Every line below is to be quoted exactly, with nothing added or dropped.

═══ Records supplied

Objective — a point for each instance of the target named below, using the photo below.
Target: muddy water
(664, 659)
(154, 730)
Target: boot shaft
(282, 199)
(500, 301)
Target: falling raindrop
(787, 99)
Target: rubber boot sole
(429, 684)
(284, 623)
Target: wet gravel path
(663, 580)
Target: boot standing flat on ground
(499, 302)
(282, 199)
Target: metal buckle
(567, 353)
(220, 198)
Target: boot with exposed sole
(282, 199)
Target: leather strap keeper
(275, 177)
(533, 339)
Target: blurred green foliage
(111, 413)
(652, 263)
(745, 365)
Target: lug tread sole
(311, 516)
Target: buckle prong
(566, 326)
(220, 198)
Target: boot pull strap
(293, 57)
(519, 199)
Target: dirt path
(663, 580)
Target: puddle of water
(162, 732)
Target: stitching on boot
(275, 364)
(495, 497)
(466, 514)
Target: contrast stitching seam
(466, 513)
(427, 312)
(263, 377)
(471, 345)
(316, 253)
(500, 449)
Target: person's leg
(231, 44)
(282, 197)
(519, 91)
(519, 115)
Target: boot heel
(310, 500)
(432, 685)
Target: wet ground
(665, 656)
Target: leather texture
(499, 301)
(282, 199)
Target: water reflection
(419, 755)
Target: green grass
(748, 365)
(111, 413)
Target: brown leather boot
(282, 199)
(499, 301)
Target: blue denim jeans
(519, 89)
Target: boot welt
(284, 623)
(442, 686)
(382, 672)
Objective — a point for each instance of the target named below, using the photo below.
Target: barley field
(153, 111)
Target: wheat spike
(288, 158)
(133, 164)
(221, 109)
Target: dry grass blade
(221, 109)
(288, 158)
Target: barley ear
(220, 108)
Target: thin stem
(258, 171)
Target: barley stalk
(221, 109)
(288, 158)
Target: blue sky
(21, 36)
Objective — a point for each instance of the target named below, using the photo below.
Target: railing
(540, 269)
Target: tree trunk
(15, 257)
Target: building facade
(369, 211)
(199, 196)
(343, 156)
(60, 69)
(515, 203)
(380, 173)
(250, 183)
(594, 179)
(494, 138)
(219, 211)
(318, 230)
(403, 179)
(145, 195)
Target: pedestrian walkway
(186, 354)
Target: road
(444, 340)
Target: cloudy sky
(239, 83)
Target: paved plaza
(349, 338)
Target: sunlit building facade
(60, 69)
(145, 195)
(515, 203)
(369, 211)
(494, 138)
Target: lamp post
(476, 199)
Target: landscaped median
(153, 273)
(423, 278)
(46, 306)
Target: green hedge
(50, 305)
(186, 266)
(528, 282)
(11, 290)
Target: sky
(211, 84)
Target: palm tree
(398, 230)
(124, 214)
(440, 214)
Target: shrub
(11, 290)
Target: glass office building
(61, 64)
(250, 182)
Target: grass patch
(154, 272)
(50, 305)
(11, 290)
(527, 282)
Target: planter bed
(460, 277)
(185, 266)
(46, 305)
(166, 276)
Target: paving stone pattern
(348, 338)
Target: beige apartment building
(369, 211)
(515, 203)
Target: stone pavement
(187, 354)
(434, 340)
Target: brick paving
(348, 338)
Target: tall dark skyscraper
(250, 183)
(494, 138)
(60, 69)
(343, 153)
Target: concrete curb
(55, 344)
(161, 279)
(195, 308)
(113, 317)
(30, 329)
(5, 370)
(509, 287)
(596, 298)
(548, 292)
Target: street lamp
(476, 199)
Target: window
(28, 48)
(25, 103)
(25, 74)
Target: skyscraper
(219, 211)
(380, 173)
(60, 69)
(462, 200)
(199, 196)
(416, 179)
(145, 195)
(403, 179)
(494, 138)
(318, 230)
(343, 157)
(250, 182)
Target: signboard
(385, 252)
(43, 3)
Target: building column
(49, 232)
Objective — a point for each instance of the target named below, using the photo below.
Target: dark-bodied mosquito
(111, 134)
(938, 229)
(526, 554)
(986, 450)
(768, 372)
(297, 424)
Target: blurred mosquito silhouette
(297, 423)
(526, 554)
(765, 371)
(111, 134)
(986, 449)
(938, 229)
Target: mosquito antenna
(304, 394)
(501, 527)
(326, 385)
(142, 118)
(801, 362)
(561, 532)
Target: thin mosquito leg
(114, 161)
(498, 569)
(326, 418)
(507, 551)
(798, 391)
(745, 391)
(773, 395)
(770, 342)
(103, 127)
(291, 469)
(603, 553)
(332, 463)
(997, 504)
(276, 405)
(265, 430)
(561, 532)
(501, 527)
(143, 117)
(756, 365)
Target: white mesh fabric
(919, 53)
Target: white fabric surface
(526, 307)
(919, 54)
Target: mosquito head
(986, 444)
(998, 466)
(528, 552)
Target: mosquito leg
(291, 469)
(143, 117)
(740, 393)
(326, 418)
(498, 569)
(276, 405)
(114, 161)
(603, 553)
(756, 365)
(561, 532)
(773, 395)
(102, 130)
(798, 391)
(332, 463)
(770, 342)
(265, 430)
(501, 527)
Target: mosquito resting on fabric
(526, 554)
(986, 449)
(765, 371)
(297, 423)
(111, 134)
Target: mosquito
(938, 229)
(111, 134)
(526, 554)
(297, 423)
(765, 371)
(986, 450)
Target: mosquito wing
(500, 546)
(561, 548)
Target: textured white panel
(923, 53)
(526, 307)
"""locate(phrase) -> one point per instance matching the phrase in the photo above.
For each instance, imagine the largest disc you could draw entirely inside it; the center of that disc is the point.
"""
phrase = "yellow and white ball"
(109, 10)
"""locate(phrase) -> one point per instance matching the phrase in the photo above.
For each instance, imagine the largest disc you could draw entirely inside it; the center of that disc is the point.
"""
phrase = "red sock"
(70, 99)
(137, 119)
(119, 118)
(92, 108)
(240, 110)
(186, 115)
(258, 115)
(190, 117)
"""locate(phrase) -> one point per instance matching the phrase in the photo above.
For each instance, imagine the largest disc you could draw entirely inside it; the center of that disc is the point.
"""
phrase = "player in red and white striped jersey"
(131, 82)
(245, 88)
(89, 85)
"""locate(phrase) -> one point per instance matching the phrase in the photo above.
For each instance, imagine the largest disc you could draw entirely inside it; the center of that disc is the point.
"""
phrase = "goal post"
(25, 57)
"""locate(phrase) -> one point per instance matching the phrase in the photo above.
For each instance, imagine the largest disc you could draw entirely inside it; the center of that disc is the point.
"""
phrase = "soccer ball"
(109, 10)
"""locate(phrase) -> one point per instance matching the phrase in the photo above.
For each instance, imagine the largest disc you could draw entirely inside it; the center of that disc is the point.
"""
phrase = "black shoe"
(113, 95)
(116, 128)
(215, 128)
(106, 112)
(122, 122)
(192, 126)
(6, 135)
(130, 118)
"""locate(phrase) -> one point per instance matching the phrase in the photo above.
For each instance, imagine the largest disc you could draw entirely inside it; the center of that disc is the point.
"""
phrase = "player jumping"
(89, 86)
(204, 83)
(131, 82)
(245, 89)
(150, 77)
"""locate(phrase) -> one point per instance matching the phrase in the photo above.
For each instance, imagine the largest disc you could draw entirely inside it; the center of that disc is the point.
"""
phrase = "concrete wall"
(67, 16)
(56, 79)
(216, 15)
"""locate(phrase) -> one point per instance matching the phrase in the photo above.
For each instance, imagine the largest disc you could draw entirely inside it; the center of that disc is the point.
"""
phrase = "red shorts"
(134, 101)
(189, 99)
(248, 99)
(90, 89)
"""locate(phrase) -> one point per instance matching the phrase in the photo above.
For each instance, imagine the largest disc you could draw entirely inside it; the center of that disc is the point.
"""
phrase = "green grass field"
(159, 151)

══════

» **The answer**:
Objective — a point for each instance of the target named below, using the photo below.
Target: muddy water
(664, 659)
(154, 730)
Target: boot shaft
(282, 199)
(500, 301)
Target: falling raindrop
(787, 99)
Target: rubber boot sole
(429, 684)
(284, 623)
Target: wet gravel path
(663, 580)
Target: boot standing flat on ground
(499, 302)
(282, 199)
Target: metal buckle
(567, 353)
(220, 198)
Target: boot with exposed sole
(282, 199)
Target: leather strap keeper
(275, 177)
(533, 339)
Target: blurred green foliage
(111, 413)
(652, 263)
(745, 365)
Target: lug tread sole
(311, 516)
Target: buckle prong
(566, 326)
(220, 198)
Target: boot pull strap
(293, 57)
(519, 199)
Target: dirt path
(663, 580)
Target: puddle of water
(162, 732)
Target: stitching on boot
(275, 364)
(495, 497)
(466, 514)
Target: contrast stitching seam
(466, 513)
(427, 312)
(263, 377)
(471, 345)
(316, 253)
(500, 449)
Target: person's leg
(231, 44)
(282, 197)
(519, 91)
(519, 115)
Target: boot heel
(310, 500)
(432, 685)
Target: wet ground
(665, 656)
Target: leather texture
(499, 301)
(282, 199)
Target: water reflection
(419, 755)
Target: green grass
(748, 365)
(111, 413)
Target: brown leather boot
(282, 199)
(499, 301)
Target: blue denim jeans
(519, 89)
Target: boot welt
(284, 623)
(442, 686)
(382, 672)
Objective — a point for each instance of the target named below, using the photo below.
Target: barley field
(153, 111)
Target: wheat spike
(288, 158)
(133, 164)
(221, 109)
Target: dry grass blade
(221, 109)
(288, 158)
Target: barley ear
(220, 108)
Target: thin stem
(258, 171)
Target: barley stalk
(221, 109)
(288, 158)
Target: blue sky
(21, 36)
Objective — a point for each instance of the target named below, using the photo below.
Target: railing
(540, 269)
Target: tree trunk
(15, 257)
Target: building facade
(369, 211)
(199, 196)
(343, 156)
(60, 69)
(515, 203)
(380, 173)
(250, 183)
(594, 179)
(494, 138)
(219, 211)
(318, 230)
(403, 179)
(145, 195)
Target: pedestrian walkway
(186, 354)
Target: road
(444, 340)
Target: cloudy sky
(239, 83)
Target: paved plaza
(349, 338)
Target: sunlit building facade
(60, 69)
(145, 195)
(515, 203)
(369, 211)
(494, 138)
Target: lamp post
(476, 199)
Target: landscaped median
(153, 273)
(423, 278)
(46, 306)
Target: green hedge
(50, 305)
(186, 266)
(528, 282)
(11, 290)
Target: sky
(211, 84)
Target: palm tree
(398, 230)
(124, 214)
(440, 214)
Target: shrub
(11, 290)
Target: glass office building
(61, 64)
(250, 182)
Target: grass patch
(154, 272)
(50, 305)
(11, 290)
(527, 282)
Target: planter bed
(460, 277)
(185, 266)
(46, 305)
(166, 276)
Target: paving stone pattern
(348, 338)
Target: beige apartment building
(369, 211)
(515, 203)
Target: stone pavement
(187, 354)
(434, 340)
Target: brick paving
(348, 338)
Target: tall dark skyscraper
(250, 183)
(494, 138)
(60, 69)
(343, 153)
Target: concrete curb
(55, 344)
(161, 279)
(195, 308)
(113, 317)
(30, 329)
(5, 370)
(509, 287)
(596, 298)
(548, 292)
Target: street lamp
(476, 199)
Target: window
(28, 48)
(25, 103)
(25, 74)
Target: skyscraper
(219, 211)
(380, 173)
(60, 69)
(462, 200)
(199, 196)
(416, 179)
(145, 195)
(403, 179)
(494, 138)
(318, 230)
(343, 157)
(250, 182)
Target: signboard
(385, 252)
(43, 3)
Target: building column
(49, 232)
Objective — a point for each instance of the target named below, using the photo below.
Target: dark-bodied mosquito
(111, 134)
(938, 229)
(526, 554)
(986, 450)
(768, 372)
(297, 424)
Target: blurred mosquito silhouette
(297, 423)
(526, 554)
(765, 371)
(111, 134)
(986, 449)
(938, 229)
Target: mosquito antenna
(304, 394)
(501, 527)
(326, 385)
(142, 118)
(801, 362)
(561, 532)
Target: thin mosquito leg
(114, 161)
(498, 569)
(326, 418)
(507, 551)
(798, 391)
(745, 391)
(773, 395)
(770, 342)
(103, 127)
(291, 469)
(603, 553)
(332, 463)
(997, 504)
(276, 405)
(265, 430)
(561, 532)
(501, 527)
(143, 117)
(756, 365)
Target: white mesh fabric
(919, 53)
Target: white fabric surface
(526, 307)
(919, 54)
Target: mosquito head
(986, 444)
(998, 466)
(528, 552)
Target: mosquito leg
(291, 469)
(143, 117)
(740, 393)
(326, 418)
(498, 569)
(276, 405)
(114, 161)
(603, 553)
(756, 365)
(561, 532)
(773, 395)
(102, 130)
(798, 391)
(332, 463)
(770, 342)
(265, 430)
(501, 527)
Target: mosquito resting on fabric
(526, 554)
(986, 449)
(765, 371)
(297, 423)
(111, 134)
Target: mosquito
(938, 229)
(111, 134)
(526, 554)
(297, 423)
(765, 371)
(986, 450)
Target: mosquito wing
(500, 546)
(561, 548)
Target: textured white panel
(923, 53)
(526, 307)
"""locate(phrase) -> one point per instance matching the phrase in the photo above.
For each instance, imagine the largest disc you could draw entirely inside it; the center of that disc is the point.
"""
phrase = "yellow and white ball"
(109, 10)
"""locate(phrase) -> one point per instance matching the phrase in the photo above.
For each instance, imagine the largest disc you could draw entirely inside it; the center of that disc is the point.
"""
phrase = "red sock"
(70, 99)
(137, 119)
(119, 118)
(92, 108)
(240, 110)
(186, 115)
(258, 115)
(190, 117)
"""locate(phrase) -> one point per instance matching the phrase in the photo above.
For each instance, imagine the largest disc you could draw entirely inside it; the center of that disc is the point.
"""
phrase = "player in red and white striped jersey"
(131, 82)
(245, 88)
(89, 85)
"""locate(phrase) -> one point per instance matching the phrase in the photo above.
For each instance, imagine the largest disc you could draw entirely inside it; the center of that disc is the point.
"""
phrase = "goal post"
(25, 57)
"""locate(phrase) -> one point per instance matching the phrase in the photo above.
For each instance, imagine the largest disc you could draw entirely inside it; the center of that disc is the point.
"""
phrase = "soccer ball"
(109, 10)
"""locate(phrase) -> one point per instance matching the phrase in the photo above.
For each instance, imagine the largest disc you could draw entirely inside it; the center of that disc is the point.
"""
phrase = "black shoe"
(113, 95)
(116, 128)
(215, 128)
(106, 112)
(122, 122)
(192, 126)
(6, 135)
(130, 118)
"""locate(phrase) -> one point per instance matching the phrase in the photo above.
For each instance, imagine the largest disc you could draw entirely inside it; the center of that disc is the point.
"""
phrase = "player jumping"
(89, 86)
(204, 83)
(131, 82)
(245, 89)
(150, 77)
"""locate(phrase) -> one point per instance matching the phrase in the photo above.
For each instance, imagine the largest disc you could draw entirely inside it; the center of that disc is the point.
"""
phrase = "concrete wall"
(67, 16)
(56, 79)
(216, 15)
"""locate(phrase) -> one point per instance matching the phrase in the photo above.
For each instance, imagine the largest disc you could draw entirely inside it; the center of that disc is the point.
"""
phrase = "red shorts"
(134, 101)
(189, 99)
(248, 99)
(90, 89)
"""locate(phrase) -> one point per instance matching the phrase in the photo above.
For each instance, imagine the largest disc you could draw entirely inside it; the center of that disc is the point.
"""
phrase = "green grass field"
(159, 151)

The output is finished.